### TASK PROMPT:
Lay out the part below that opens with the line containing "Someone flagged digital" and closes with the line containing "[788,510,922,569]" as a two-column CSV headed text and box. Give one row per flagged item, pairing its wording with its coordinates, with each field quoted and any line breaks turned into spaces.
====== GIVEN ENTRIES
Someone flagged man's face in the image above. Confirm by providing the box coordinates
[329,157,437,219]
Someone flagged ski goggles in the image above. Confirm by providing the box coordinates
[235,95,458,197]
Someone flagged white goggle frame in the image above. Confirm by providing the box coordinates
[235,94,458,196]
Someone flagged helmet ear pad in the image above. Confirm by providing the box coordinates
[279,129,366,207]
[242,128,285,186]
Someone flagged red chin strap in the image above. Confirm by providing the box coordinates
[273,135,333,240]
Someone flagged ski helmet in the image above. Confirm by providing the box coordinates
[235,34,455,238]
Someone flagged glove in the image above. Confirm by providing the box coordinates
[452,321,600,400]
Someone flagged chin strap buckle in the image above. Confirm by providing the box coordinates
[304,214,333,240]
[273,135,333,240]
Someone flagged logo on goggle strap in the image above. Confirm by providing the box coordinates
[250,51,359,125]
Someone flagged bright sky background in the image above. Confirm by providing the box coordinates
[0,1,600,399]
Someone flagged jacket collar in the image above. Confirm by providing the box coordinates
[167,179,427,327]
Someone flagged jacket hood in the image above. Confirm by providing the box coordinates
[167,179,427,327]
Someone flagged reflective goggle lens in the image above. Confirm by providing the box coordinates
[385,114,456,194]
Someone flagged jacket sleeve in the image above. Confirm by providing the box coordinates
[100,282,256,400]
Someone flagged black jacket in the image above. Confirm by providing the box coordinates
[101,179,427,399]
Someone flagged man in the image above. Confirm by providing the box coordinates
============
====== GIVEN ENTRIES
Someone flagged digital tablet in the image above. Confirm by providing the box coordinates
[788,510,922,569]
============
### OUTPUT:
text,box
"Someone flagged digital tablet in the image above. Confirm by providing the box coordinates","[788,510,922,569]"